Top of Input
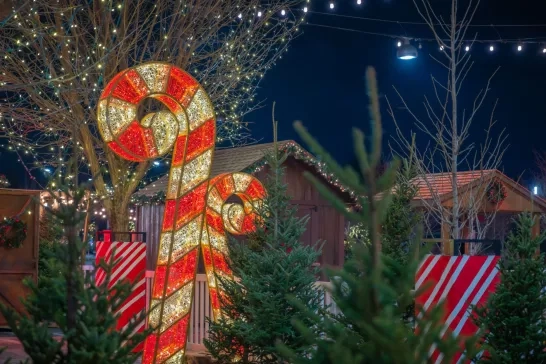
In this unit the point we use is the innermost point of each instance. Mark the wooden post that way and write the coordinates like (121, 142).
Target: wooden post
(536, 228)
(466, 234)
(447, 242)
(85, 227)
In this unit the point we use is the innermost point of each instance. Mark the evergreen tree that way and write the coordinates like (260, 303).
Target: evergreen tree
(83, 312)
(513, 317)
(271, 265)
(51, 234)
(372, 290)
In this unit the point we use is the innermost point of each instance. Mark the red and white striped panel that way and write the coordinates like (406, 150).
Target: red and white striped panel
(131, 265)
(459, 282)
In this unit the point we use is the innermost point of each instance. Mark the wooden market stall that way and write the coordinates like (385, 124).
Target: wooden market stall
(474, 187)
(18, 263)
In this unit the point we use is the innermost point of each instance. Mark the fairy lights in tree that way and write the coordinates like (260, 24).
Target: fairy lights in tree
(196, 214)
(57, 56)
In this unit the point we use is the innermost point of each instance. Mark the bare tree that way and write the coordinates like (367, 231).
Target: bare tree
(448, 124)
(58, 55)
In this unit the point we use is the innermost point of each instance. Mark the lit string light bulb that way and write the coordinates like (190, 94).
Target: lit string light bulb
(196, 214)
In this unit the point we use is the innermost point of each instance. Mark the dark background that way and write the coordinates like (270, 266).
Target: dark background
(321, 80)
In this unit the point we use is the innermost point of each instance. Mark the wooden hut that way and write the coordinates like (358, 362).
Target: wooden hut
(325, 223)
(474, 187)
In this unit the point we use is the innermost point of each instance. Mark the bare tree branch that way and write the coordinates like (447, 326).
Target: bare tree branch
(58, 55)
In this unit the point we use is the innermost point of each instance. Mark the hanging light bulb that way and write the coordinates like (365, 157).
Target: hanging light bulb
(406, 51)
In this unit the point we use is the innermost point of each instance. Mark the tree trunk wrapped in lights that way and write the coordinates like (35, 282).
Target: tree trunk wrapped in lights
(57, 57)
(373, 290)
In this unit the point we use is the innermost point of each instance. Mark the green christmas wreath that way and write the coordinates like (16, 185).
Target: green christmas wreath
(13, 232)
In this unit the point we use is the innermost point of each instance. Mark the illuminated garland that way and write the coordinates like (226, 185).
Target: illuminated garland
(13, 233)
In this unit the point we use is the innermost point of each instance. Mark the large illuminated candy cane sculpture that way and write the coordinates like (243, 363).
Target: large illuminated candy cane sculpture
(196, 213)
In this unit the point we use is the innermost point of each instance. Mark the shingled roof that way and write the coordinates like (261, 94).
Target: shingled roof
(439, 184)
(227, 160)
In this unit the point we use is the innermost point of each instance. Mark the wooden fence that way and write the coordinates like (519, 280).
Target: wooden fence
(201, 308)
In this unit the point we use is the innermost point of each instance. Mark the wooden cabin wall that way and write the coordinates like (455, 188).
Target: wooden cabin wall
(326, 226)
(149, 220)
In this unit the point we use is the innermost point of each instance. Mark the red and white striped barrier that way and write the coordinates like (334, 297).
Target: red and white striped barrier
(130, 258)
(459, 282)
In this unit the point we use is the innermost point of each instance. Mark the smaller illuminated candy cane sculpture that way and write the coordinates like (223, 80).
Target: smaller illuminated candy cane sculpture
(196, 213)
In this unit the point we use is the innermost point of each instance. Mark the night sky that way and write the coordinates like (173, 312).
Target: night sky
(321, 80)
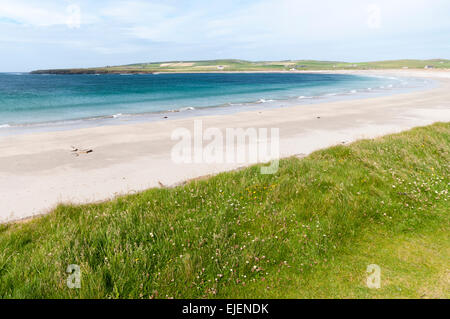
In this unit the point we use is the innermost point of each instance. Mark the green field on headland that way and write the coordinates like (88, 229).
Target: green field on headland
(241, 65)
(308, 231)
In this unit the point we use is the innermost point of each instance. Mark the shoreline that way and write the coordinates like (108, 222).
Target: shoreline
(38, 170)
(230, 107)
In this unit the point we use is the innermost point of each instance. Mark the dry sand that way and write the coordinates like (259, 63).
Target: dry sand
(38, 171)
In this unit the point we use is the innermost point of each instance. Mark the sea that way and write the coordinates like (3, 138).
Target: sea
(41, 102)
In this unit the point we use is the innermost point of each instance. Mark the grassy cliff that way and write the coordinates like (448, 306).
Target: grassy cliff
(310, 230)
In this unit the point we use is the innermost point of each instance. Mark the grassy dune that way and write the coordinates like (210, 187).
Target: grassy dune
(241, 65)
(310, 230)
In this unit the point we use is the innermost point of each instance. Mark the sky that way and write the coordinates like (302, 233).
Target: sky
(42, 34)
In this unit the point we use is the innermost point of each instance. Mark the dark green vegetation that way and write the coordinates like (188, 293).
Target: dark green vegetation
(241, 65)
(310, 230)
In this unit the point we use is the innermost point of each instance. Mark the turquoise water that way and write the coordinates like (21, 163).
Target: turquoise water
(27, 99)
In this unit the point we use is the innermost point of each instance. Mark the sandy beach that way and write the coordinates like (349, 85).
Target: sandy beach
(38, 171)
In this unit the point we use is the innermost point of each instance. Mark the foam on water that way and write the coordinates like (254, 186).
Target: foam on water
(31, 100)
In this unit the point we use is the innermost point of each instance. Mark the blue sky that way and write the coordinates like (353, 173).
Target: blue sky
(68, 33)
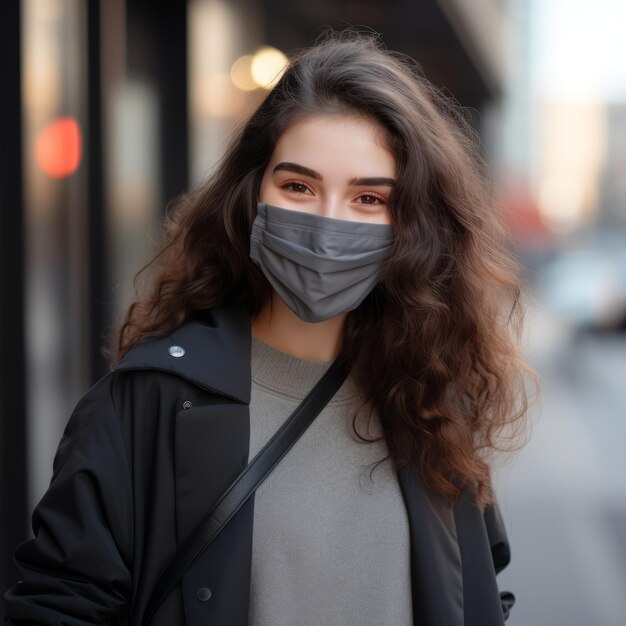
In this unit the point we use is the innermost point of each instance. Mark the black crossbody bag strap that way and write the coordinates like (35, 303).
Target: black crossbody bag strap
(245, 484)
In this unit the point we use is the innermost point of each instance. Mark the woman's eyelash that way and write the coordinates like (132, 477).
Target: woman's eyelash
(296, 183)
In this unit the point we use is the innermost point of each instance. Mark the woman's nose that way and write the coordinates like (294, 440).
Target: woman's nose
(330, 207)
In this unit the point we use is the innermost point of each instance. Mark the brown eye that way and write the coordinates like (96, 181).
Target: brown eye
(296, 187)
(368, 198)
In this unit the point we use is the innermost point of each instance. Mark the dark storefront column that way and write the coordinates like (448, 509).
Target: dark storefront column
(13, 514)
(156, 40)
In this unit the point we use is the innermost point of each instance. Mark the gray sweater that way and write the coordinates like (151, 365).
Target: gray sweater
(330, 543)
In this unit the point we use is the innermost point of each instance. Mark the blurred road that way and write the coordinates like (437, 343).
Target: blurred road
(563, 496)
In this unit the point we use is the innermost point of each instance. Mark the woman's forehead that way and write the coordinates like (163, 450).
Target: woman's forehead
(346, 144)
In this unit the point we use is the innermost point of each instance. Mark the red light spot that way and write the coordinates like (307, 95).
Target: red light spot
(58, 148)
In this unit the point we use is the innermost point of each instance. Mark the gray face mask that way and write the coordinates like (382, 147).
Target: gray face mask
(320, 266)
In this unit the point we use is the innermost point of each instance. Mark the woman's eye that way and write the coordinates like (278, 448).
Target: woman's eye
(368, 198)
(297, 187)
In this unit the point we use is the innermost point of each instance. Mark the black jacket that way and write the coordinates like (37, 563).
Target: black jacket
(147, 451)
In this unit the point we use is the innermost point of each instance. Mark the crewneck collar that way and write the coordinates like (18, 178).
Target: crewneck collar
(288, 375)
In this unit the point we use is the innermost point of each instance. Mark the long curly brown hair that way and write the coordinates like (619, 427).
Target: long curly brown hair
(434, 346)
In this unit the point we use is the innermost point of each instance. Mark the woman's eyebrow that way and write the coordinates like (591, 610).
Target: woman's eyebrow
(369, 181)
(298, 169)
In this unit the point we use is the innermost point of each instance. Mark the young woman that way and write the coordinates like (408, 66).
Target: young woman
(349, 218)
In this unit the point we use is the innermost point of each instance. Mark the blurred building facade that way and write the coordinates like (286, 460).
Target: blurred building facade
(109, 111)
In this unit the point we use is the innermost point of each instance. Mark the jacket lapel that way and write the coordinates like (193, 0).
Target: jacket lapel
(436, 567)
Bottom of Input
Top of Input
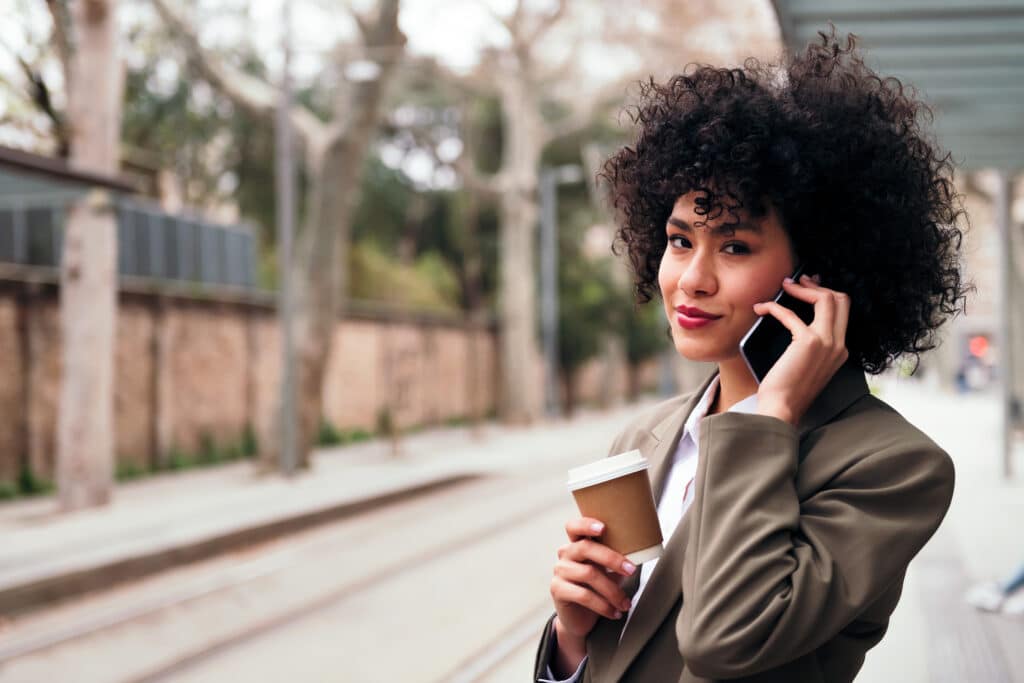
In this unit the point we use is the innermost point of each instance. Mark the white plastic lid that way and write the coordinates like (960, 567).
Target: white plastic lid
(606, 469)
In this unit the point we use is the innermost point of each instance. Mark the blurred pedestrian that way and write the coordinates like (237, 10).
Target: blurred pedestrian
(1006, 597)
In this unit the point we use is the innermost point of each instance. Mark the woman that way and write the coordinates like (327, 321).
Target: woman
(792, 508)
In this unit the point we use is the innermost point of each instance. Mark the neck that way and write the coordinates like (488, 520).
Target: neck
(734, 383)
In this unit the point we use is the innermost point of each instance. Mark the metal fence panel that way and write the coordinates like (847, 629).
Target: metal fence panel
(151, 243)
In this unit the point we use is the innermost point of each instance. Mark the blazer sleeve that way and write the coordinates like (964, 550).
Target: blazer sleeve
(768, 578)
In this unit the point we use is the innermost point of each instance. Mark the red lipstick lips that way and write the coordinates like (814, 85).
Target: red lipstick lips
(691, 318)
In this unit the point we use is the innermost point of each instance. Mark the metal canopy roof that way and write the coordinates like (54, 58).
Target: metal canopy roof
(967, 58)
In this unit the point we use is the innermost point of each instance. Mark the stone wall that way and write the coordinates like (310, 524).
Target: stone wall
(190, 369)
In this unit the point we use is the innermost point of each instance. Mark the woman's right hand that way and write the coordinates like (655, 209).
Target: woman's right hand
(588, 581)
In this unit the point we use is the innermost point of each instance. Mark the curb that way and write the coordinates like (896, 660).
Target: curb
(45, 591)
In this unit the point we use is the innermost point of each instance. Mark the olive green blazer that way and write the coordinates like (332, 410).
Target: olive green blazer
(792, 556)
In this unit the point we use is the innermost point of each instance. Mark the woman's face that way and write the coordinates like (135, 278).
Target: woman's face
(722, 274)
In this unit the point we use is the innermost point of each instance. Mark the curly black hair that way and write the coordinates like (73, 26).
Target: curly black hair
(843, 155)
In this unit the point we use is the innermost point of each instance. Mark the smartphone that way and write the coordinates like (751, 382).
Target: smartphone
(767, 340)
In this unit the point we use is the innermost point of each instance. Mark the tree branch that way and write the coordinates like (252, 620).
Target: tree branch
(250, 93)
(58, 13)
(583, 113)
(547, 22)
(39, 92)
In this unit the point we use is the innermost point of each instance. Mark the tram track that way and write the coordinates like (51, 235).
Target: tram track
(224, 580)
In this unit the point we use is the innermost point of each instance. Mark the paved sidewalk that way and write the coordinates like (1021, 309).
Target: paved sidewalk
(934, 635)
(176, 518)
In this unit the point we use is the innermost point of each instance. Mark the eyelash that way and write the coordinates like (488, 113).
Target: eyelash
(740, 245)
Bottom of Input
Top of Input
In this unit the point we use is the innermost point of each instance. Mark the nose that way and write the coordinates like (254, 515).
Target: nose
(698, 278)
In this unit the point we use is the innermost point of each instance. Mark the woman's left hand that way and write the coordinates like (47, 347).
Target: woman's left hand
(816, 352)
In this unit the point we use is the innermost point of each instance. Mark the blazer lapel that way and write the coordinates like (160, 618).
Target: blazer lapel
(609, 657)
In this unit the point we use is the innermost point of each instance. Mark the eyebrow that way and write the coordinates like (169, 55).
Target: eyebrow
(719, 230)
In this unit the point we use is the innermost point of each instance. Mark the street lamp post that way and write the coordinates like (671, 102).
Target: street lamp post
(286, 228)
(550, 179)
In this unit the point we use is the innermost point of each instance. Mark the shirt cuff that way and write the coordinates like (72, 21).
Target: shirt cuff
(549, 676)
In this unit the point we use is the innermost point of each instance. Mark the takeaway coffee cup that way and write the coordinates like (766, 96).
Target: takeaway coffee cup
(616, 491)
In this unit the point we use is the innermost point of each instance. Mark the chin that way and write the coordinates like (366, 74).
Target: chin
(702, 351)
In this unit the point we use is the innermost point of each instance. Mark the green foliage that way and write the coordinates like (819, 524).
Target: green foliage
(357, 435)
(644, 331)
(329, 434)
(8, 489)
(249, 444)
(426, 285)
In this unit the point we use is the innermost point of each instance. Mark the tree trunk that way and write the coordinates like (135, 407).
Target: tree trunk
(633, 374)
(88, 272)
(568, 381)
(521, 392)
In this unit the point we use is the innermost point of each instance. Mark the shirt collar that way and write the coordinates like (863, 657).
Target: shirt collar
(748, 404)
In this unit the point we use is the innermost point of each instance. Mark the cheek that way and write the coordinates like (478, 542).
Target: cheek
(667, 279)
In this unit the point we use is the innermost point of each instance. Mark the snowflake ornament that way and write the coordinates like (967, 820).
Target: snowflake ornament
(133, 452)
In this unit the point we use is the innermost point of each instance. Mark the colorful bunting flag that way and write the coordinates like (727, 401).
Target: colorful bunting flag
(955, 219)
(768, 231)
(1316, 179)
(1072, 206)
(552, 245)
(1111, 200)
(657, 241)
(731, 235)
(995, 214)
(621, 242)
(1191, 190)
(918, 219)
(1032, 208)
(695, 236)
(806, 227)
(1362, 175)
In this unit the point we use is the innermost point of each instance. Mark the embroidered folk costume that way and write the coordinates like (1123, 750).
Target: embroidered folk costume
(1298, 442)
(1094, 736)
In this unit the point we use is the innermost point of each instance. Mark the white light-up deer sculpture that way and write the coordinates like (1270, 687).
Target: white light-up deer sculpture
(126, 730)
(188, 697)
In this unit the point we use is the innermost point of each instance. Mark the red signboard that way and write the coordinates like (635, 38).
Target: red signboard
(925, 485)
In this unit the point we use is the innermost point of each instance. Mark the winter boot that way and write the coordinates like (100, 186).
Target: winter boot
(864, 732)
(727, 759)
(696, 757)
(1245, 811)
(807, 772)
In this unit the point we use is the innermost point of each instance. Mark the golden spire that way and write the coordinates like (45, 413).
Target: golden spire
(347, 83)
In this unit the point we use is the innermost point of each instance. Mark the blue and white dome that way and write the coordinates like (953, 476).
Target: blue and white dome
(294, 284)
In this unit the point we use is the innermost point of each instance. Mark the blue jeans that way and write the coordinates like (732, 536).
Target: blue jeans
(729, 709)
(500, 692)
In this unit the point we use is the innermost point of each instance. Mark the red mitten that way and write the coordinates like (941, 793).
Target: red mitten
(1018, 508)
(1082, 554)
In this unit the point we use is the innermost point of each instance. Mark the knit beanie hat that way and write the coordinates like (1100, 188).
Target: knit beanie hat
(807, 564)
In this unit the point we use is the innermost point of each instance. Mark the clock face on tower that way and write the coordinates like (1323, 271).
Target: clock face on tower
Bottom of Input
## Required action
Begin at the line above that has "like (1123, 750)." and stop after the line that has "Target: clock face on tower", copying each line exactly and adding nothing else.

## Output below
In this unit the point we use is the innermost point of each instance. Mark the embroidered folk costume that way and write the coordinates like (1123, 750).
Target: embroidered folk costume
(1298, 442)
(1094, 736)
In this unit the point we use is the innermost point of each instance. Mark the white light-up deer sculpture that way and write the coordinates like (1270, 687).
Target: white light-up deer sculpture
(126, 730)
(188, 697)
In this unit the point we use is the innermost point of each instance. Mark the red signboard that way and write the coordinates like (635, 38).
Target: red signboard
(925, 485)
In this unit the point we use is the innermost point of each instance. Mark the winter boot that way and write the coordinates like (100, 186).
Target: winter boot
(864, 732)
(727, 759)
(696, 757)
(1245, 811)
(807, 772)
In this unit the point we use is the innermost point of each instance. Mark the golden spire that way and write the coordinates like (45, 413).
Target: golden spire
(347, 83)
In this unit the point we use is the innermost point of each instance. Mark the blue and white dome that way and write the coordinates like (953, 476).
Target: blue and white dome
(294, 284)
In this unit the point we use is the innermost point of each instance. Mark the blue jeans that way and write the coordinates like (732, 536).
Target: blue jeans
(729, 709)
(500, 692)
In this unit the point we use is the innermost point of each instance. Mark the red mitten that way and write the coordinates like (941, 793).
Target: red mitten
(1018, 508)
(1082, 554)
In this unit the point we use is the innermost point of each instance. Mark the knit beanie hat that way and write the coordinates like (1100, 188).
Target: knit beanie hat
(807, 564)
In this unit the point we use is the innermost point of each instance. Mark the clock face on tower that way and write the coordinates like (1323, 271).
Target: clock face on tower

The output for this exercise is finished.